• DATA PROVIDED

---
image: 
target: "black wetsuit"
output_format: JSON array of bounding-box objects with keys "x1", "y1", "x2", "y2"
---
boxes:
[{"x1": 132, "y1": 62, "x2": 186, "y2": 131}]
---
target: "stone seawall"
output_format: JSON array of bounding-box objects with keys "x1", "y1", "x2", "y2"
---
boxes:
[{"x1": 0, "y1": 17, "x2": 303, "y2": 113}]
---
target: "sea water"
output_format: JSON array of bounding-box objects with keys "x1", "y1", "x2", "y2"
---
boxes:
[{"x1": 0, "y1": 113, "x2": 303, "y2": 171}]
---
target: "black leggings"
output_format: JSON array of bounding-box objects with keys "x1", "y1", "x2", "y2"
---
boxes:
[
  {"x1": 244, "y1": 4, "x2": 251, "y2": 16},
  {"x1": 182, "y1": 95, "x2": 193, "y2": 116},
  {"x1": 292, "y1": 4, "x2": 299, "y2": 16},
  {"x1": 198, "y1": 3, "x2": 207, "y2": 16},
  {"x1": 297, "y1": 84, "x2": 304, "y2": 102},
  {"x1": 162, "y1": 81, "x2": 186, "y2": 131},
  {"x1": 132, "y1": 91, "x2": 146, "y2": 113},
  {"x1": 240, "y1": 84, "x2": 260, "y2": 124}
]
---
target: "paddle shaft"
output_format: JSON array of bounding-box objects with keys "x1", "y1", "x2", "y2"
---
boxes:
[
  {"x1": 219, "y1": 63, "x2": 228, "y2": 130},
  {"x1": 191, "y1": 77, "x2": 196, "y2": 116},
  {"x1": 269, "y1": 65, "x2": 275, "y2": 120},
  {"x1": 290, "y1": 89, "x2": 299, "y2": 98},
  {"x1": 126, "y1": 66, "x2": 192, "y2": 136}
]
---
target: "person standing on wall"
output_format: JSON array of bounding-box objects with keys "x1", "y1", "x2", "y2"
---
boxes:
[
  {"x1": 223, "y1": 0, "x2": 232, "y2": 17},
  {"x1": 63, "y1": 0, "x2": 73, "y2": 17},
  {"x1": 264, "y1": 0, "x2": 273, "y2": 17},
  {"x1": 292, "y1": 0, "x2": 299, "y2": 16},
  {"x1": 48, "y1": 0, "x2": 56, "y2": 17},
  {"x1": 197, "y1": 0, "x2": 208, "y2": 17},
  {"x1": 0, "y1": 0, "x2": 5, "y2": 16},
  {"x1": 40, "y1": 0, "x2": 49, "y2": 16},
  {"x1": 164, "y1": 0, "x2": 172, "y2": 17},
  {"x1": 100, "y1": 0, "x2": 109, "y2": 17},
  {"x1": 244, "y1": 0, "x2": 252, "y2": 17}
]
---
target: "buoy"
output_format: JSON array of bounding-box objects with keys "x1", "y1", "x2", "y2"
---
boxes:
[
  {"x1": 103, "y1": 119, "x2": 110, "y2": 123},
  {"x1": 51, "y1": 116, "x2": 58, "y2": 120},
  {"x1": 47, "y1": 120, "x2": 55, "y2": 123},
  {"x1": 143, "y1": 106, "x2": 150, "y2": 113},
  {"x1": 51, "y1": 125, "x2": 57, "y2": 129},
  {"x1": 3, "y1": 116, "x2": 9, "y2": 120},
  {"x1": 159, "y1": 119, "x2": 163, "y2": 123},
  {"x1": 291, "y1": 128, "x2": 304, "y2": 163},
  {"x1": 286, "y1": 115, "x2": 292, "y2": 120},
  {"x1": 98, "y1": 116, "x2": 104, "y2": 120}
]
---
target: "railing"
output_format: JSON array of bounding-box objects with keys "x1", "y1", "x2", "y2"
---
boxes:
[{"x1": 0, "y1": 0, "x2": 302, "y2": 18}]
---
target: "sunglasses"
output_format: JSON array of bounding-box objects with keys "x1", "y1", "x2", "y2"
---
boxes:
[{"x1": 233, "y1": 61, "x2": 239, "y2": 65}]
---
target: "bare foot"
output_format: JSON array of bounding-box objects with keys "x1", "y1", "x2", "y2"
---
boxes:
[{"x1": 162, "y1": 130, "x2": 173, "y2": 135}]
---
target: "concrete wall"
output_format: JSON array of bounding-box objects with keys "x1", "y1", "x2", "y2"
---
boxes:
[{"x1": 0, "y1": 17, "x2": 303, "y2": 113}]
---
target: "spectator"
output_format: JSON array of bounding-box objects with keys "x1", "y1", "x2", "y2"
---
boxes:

• EXERCISE REQUIREMENTS
Repeat the data in full. Alter nothing.

• OUTPUT
---
image: 
target: "black wetsuit"
output_format: JSON array of bounding-box objects with keys "x1", "y1", "x2", "y2"
---
boxes:
[{"x1": 132, "y1": 62, "x2": 186, "y2": 131}]
---
target: "stone seawall"
output_format: JSON array of bounding-box objects with keys "x1", "y1", "x2", "y2"
---
boxes:
[{"x1": 0, "y1": 17, "x2": 303, "y2": 113}]
---
target: "sea water"
output_format: JSON array of bounding-box objects with keys "x1", "y1", "x2", "y2"
---
boxes:
[{"x1": 0, "y1": 113, "x2": 303, "y2": 171}]
---
target: "black leggings"
output_format: JSON array of bounding-box objects with keys "x1", "y1", "x2", "y2"
---
boxes:
[
  {"x1": 244, "y1": 4, "x2": 251, "y2": 16},
  {"x1": 182, "y1": 95, "x2": 193, "y2": 116},
  {"x1": 292, "y1": 4, "x2": 299, "y2": 16},
  {"x1": 198, "y1": 3, "x2": 207, "y2": 16},
  {"x1": 297, "y1": 84, "x2": 304, "y2": 102},
  {"x1": 162, "y1": 81, "x2": 186, "y2": 131},
  {"x1": 132, "y1": 91, "x2": 146, "y2": 113},
  {"x1": 240, "y1": 84, "x2": 260, "y2": 124}
]
---
target: "paddle shaft"
output_format: JSON array of bounding-box objects with keys "x1", "y1", "x2", "y2"
---
boxes:
[
  {"x1": 219, "y1": 63, "x2": 228, "y2": 130},
  {"x1": 191, "y1": 77, "x2": 196, "y2": 116},
  {"x1": 269, "y1": 65, "x2": 275, "y2": 120},
  {"x1": 290, "y1": 89, "x2": 299, "y2": 98},
  {"x1": 126, "y1": 66, "x2": 192, "y2": 136}
]
---
target: "person standing on wall"
output_format: JSON array of bounding-box objects with keys "x1", "y1", "x2", "y2"
---
boxes:
[
  {"x1": 223, "y1": 0, "x2": 232, "y2": 17},
  {"x1": 63, "y1": 0, "x2": 73, "y2": 17},
  {"x1": 264, "y1": 0, "x2": 273, "y2": 17},
  {"x1": 292, "y1": 0, "x2": 299, "y2": 16},
  {"x1": 48, "y1": 0, "x2": 56, "y2": 17},
  {"x1": 197, "y1": 0, "x2": 208, "y2": 17},
  {"x1": 0, "y1": 0, "x2": 5, "y2": 16},
  {"x1": 40, "y1": 0, "x2": 49, "y2": 16},
  {"x1": 164, "y1": 0, "x2": 172, "y2": 17},
  {"x1": 100, "y1": 0, "x2": 109, "y2": 17},
  {"x1": 244, "y1": 0, "x2": 252, "y2": 17}
]
---
target: "buoy"
output_format: JSON array of bounding-box objects with keys "x1", "y1", "x2", "y2"
---
boxes:
[
  {"x1": 103, "y1": 119, "x2": 110, "y2": 123},
  {"x1": 51, "y1": 116, "x2": 58, "y2": 120},
  {"x1": 47, "y1": 120, "x2": 55, "y2": 123},
  {"x1": 143, "y1": 106, "x2": 150, "y2": 113},
  {"x1": 51, "y1": 125, "x2": 57, "y2": 129},
  {"x1": 3, "y1": 116, "x2": 9, "y2": 120},
  {"x1": 159, "y1": 119, "x2": 163, "y2": 123},
  {"x1": 291, "y1": 128, "x2": 304, "y2": 163},
  {"x1": 286, "y1": 115, "x2": 292, "y2": 120},
  {"x1": 98, "y1": 116, "x2": 104, "y2": 120}
]
---
target: "railing"
output_format: JSON array of bounding-box objects with keys "x1", "y1", "x2", "y2"
---
boxes:
[{"x1": 0, "y1": 0, "x2": 302, "y2": 18}]
---
target: "sunglasses"
output_format: JSON array of bounding-box objects with keys "x1", "y1", "x2", "y2"
---
boxes:
[{"x1": 233, "y1": 61, "x2": 239, "y2": 65}]
---
target: "bare foot"
output_format: JSON array of bounding-box objects with keys "x1", "y1", "x2", "y2"
---
boxes:
[{"x1": 162, "y1": 130, "x2": 173, "y2": 135}]
---
target: "concrete wall"
output_format: JSON array of bounding-box objects with keys "x1", "y1", "x2", "y2"
---
boxes:
[{"x1": 0, "y1": 17, "x2": 303, "y2": 113}]
---
target: "spectator"
output_format: JSON array of bounding-box objects with keys "x1", "y1", "x2", "y2"
---
boxes:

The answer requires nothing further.